(Dataset content begins)
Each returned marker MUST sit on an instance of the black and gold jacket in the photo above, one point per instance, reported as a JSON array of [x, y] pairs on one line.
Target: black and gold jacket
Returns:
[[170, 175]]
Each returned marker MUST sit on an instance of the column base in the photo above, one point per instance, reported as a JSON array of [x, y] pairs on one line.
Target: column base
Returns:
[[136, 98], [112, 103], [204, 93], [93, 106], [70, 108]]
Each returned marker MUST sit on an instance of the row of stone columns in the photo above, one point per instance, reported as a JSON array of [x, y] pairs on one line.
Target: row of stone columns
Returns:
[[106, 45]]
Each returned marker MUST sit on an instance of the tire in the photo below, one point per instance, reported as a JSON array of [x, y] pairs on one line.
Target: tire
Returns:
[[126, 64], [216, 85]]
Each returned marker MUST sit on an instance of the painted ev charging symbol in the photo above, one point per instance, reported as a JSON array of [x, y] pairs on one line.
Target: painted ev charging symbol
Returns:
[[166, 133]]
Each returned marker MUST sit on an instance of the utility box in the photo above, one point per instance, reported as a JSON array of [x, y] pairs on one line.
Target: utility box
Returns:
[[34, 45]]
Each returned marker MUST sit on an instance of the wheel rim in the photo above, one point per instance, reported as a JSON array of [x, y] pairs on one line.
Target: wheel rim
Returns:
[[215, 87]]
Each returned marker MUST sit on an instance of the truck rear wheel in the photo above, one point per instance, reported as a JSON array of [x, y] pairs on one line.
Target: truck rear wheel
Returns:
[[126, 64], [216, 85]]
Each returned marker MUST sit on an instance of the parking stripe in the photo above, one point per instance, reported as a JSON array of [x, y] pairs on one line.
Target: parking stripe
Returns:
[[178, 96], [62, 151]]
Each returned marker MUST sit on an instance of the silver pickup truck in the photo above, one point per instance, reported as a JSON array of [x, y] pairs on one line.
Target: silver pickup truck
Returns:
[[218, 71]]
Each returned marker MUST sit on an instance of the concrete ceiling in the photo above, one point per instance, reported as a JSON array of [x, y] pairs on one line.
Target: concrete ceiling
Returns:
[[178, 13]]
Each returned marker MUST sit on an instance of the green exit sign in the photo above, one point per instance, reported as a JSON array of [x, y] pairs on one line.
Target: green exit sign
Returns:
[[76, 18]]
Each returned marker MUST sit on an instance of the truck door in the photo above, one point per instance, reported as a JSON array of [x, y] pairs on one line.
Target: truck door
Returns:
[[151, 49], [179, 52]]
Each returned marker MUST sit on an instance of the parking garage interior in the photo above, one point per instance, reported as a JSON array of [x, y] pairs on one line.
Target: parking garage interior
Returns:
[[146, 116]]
(Dataset content ends)
Exercise requirements: For this task, write out exactly the lines of the entries above, starting at the line with "Target: painted ev charging symbol" and ending at the line with "Target: wheel rim", both included, and no others.

Exercise output:
Target: painted ev charging symbol
Returns:
[[166, 133]]
Each returned marker MUST sit on an instance of the utility box in the photo above, one point per instance, reported as a JSON array of [x, y] pairs on one line.
Target: utility box
Returns:
[[34, 45]]
Each returned marker MUST sit on an instance of the wheel rim in the photo above, one point per instance, reported as a JSON array of [x, y] pairs on one line.
Target: wheel rim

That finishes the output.